SOURCE DATA:
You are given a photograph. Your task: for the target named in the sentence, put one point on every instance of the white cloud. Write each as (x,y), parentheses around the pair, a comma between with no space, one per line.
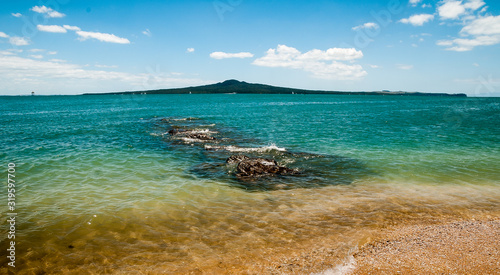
(223,55)
(483,31)
(48,12)
(6,53)
(106,66)
(415,2)
(147,32)
(404,67)
(453,9)
(369,25)
(51,28)
(57,76)
(418,19)
(322,64)
(488,25)
(104,37)
(71,28)
(474,4)
(19,41)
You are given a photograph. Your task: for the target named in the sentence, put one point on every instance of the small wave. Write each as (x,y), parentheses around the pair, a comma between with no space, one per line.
(192,140)
(184,119)
(235,149)
(342,269)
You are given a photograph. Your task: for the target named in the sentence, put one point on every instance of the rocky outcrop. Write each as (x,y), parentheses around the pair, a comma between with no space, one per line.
(254,167)
(190,134)
(236,159)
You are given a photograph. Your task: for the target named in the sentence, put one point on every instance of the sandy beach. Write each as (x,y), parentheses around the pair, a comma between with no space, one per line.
(460,247)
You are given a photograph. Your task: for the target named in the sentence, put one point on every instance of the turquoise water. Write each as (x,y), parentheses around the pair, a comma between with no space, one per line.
(102,187)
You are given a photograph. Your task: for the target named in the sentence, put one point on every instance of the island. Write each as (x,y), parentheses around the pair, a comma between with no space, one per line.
(233,86)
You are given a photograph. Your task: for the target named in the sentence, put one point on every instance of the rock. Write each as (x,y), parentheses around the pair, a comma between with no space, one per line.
(236,159)
(199,136)
(252,167)
(174,132)
(190,134)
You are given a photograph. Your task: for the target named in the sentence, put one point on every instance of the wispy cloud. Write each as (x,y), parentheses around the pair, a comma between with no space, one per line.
(414,3)
(223,55)
(483,31)
(404,67)
(104,37)
(369,25)
(54,76)
(417,19)
(49,12)
(147,32)
(322,64)
(19,41)
(453,9)
(51,28)
(71,28)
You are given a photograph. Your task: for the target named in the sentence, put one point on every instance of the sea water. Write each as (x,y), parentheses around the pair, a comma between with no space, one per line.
(101,187)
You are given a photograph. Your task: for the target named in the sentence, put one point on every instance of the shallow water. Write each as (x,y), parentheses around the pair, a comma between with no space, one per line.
(103,188)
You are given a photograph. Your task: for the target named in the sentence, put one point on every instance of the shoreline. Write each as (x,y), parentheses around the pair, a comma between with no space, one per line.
(446,247)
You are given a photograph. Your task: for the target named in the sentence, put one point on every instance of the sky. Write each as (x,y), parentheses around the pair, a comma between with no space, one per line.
(74,47)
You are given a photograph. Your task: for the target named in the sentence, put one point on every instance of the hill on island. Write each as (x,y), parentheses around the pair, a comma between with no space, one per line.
(240,87)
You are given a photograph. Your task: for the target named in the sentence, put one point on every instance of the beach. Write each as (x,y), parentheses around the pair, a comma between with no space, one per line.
(459,247)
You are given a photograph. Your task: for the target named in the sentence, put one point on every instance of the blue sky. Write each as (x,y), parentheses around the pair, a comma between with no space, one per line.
(73,47)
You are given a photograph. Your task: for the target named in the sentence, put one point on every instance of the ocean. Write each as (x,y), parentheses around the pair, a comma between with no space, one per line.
(102,187)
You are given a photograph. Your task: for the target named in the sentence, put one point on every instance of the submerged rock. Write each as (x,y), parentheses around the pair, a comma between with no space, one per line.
(190,134)
(254,167)
(236,159)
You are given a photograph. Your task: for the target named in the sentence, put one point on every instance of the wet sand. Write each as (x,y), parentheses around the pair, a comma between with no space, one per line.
(460,247)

DIRECTIONS FOR THIS TASK: Retype only the lines running from the line with "of the blue" to the end of the listing, including both of those lines.

OUTPUT BELOW:
You are given a photograph. Your task: for the target named in the sentence, put one point on every instance of the blue sky. Write each as (x,y), parentheses around the pair, a comma between with no space, one per line.
(73,47)
You are given a photograph. Your task: for the target named in the sentence, put one point on every instance of the ocean. Write each as (x,y), parentheses around the pair, a comma between with no space, one per line.
(102,187)
You are given a photograph. Your task: for the target named in the sentence, put one point on every instance of the submerged rock. Write each as (x,y), parentheses around the pair, a comma between with no space, one per line.
(190,134)
(254,167)
(236,159)
You are given a photograph. Your task: for the target named in the sentence, put one point on every instance of the wet sand. Write each as (x,y), parentheses around the pair, a comma between with no space, one per line.
(460,247)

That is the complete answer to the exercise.